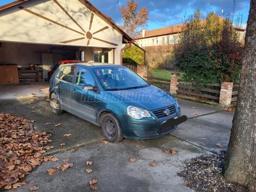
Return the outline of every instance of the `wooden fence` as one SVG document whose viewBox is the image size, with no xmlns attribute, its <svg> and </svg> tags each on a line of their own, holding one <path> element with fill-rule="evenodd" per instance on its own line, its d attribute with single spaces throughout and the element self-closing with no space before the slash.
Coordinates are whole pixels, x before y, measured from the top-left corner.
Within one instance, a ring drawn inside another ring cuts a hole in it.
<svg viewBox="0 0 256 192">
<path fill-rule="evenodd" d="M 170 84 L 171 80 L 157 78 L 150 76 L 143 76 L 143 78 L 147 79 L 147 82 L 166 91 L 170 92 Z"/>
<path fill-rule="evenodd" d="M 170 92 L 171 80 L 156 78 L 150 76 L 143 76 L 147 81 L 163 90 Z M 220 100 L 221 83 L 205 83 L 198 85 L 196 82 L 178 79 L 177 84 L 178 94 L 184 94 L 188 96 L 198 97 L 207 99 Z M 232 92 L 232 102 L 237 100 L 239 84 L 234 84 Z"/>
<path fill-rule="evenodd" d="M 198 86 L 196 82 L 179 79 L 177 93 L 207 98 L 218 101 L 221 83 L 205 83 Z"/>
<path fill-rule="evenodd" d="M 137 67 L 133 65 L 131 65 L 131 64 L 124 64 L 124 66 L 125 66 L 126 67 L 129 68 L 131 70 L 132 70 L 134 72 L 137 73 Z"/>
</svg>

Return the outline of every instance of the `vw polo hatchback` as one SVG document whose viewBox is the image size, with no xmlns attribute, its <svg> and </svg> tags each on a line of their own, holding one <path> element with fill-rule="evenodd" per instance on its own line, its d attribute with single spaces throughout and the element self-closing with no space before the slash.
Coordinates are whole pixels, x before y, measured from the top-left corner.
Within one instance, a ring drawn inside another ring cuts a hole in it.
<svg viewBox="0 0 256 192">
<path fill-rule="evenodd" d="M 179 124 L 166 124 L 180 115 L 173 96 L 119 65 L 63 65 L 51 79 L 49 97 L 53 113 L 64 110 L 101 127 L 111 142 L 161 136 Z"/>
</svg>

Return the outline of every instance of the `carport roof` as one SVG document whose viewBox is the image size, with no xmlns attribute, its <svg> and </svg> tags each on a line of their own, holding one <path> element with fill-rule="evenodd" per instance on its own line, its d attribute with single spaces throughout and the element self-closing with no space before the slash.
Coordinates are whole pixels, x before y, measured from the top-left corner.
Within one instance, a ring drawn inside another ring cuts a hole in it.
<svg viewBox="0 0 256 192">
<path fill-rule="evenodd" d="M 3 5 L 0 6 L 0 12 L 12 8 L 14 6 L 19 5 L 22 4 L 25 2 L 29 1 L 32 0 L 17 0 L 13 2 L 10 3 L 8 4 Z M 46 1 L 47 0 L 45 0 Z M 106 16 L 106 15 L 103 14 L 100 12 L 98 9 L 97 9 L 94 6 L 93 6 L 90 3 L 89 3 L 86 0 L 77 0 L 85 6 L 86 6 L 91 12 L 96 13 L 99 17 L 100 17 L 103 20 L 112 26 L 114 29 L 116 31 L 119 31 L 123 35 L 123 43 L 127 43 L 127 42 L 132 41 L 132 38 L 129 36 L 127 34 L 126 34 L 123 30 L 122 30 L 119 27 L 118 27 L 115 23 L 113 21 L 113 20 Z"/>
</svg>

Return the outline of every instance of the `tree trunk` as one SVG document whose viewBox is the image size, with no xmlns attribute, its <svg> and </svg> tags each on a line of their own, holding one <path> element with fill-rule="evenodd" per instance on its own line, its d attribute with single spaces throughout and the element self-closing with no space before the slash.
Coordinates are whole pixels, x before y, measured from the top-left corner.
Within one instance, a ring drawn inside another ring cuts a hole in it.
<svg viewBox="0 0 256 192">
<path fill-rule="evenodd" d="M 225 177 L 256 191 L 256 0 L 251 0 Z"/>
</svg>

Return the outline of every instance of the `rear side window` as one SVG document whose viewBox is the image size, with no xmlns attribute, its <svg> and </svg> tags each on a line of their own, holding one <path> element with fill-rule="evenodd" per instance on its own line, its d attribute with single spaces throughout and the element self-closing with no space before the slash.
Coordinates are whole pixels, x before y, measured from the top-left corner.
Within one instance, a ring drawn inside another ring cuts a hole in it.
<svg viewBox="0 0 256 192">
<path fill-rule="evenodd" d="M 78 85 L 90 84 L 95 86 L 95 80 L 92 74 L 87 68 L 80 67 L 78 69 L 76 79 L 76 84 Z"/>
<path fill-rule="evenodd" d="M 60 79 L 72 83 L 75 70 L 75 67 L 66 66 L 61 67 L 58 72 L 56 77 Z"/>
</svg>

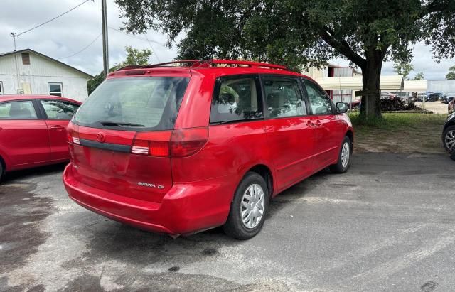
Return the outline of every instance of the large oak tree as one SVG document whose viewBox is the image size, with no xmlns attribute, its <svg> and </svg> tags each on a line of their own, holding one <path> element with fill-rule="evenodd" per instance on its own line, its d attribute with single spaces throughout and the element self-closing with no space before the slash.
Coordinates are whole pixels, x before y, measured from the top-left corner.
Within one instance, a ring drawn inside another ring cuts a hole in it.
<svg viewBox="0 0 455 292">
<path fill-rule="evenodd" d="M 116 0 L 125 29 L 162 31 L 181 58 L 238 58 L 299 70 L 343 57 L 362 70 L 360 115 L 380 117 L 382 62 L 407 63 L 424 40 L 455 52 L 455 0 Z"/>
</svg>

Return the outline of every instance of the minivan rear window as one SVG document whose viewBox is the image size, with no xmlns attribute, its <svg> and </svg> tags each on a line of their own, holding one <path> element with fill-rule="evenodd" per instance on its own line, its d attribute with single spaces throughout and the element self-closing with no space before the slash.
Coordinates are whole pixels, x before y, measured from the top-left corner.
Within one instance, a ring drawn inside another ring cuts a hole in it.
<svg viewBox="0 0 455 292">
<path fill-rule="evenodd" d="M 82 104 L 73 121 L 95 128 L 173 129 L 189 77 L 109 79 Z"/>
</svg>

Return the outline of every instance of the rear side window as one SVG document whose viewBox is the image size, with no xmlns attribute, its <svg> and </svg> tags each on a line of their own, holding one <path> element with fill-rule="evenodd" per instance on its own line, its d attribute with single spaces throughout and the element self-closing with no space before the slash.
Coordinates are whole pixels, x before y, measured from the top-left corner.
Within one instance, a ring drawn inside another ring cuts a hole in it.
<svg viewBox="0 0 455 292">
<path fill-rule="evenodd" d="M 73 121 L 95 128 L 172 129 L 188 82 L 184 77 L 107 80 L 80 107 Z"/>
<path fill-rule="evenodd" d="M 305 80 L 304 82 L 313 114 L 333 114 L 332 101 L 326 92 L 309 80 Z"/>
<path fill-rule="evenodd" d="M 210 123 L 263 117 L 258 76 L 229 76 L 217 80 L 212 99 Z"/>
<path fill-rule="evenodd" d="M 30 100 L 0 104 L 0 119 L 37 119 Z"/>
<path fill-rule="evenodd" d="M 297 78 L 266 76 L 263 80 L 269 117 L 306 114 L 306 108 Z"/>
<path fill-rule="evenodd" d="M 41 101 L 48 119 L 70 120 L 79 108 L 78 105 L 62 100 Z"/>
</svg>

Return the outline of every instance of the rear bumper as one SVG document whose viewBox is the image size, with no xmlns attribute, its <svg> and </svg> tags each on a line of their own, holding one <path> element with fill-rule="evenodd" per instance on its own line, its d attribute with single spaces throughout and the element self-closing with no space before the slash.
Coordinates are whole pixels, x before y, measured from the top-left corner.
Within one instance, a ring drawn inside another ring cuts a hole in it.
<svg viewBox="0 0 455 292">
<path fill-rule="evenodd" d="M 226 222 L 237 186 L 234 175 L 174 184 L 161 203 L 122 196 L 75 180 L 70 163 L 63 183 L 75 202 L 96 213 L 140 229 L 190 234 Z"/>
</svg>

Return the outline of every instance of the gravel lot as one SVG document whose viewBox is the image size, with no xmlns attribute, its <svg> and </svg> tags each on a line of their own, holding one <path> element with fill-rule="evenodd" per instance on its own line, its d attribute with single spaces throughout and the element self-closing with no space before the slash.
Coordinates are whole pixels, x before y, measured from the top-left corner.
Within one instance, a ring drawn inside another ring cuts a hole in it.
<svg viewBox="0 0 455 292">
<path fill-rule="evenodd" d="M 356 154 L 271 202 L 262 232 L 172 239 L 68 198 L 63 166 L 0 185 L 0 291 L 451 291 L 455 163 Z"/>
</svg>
+++++
#### Task to complete:
Copy the lines from the one containing "Return the outline of every instance of the rear side" through the one containing "95 128 L 172", changing "rear side window" to "front side window" and leaving everything else the same.

#### Answer in full:
Return the outline of every instance of the front side window as one SVG document whose viewBox is the image size, with no xmlns attribute, its <svg> and </svg> tags each on a line of their own, holding one <path> element with fill-rule="evenodd" per instance on its own line, its d attribute with single spaces throughout and the element self-closing with no space before the slash.
Coordinates are whole pixels, x before y, measured from the top-left corner.
Within one instance, a ring drawn inside another ring cuts a hole in it.
<svg viewBox="0 0 455 292">
<path fill-rule="evenodd" d="M 73 121 L 95 128 L 172 129 L 188 82 L 184 77 L 107 80 L 80 107 Z"/>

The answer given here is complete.